:: WORK TO COMPLETE ::
Quote the entire listing below word for word, keeping every line as it appears.
— Start of DATA ENTRIES —
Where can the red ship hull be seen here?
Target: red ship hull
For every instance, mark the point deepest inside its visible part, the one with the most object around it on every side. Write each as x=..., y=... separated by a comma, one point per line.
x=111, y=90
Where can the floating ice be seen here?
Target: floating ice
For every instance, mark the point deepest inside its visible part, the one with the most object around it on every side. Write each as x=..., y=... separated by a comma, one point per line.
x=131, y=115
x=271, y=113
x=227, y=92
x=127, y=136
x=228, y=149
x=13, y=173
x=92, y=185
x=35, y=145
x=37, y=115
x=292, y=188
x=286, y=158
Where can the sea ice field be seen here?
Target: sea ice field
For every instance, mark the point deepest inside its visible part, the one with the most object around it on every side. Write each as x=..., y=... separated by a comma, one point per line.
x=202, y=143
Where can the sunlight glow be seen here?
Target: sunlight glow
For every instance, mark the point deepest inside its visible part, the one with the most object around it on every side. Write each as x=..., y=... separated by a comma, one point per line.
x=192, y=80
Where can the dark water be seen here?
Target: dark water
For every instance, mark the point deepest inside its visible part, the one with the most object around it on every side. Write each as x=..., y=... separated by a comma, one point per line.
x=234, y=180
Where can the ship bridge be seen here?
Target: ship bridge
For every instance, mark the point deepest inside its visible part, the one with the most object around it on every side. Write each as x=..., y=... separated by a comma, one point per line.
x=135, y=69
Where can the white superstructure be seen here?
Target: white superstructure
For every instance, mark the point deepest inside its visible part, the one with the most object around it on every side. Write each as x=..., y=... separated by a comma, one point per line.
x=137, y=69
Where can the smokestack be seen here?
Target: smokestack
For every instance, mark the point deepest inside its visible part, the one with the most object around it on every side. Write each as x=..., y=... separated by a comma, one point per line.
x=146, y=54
— End of DATA ENTRIES —
:: OUTPUT OF THE TASK ::
Where can the red ship hull be seen here?
Target: red ship hull
For every instance, mark the point deepest inside its visible part, the one with the most object around it on every side. Write each as x=..., y=... separated by a comma, one point per line.
x=111, y=90
Where can the floating ice be seen here?
Target: floating ice
For every instance, mark the point deepest inside its visible part, the one with the most object around it on every side. Write each as x=..., y=... separated by a comma, one point per line.
x=131, y=115
x=271, y=113
x=227, y=92
x=127, y=136
x=228, y=149
x=13, y=173
x=92, y=185
x=35, y=145
x=37, y=115
x=292, y=188
x=286, y=158
Where can the sea ice field be seen here?
Target: sea ice field
For every instance, mark the point deepest inside its visible part, the one with the most object around it on every side. Write each as x=..., y=... separated by a comma, one point per line.
x=202, y=143
Where can the sunlight glow be seen here?
Target: sunlight glow
For every instance, mark the point deepest inside its visible part, the one with the most object around it on every side. Write each as x=..., y=... separated by a comma, one point per line.
x=192, y=80
Where can the dark water be seen here?
Target: dark water
For every instance, mark the point deepest inside its visible part, the one with the most object around it on every side. Write each as x=..., y=... separated by a comma, one point per line.
x=234, y=180
Where can the ship bridge be seen here?
Target: ship bridge
For every instance, mark the point deepest inside its visible part, the one with the most object around it on every side. Write each as x=..., y=... separated by a comma, one point per line.
x=135, y=69
Where can the white superstructure be seen here?
Target: white superstructure
For every instance, mark the point deepest inside its visible part, the one with the most object around it on every side. Write each as x=..., y=... separated by a comma, one point per line.
x=137, y=69
Where can the smokestack be seen here?
Target: smokestack
For every instance, mark the point deepest inside its visible part, the one with the most object around it on every side. Write each as x=..., y=... separated by a comma, one point per line.
x=146, y=54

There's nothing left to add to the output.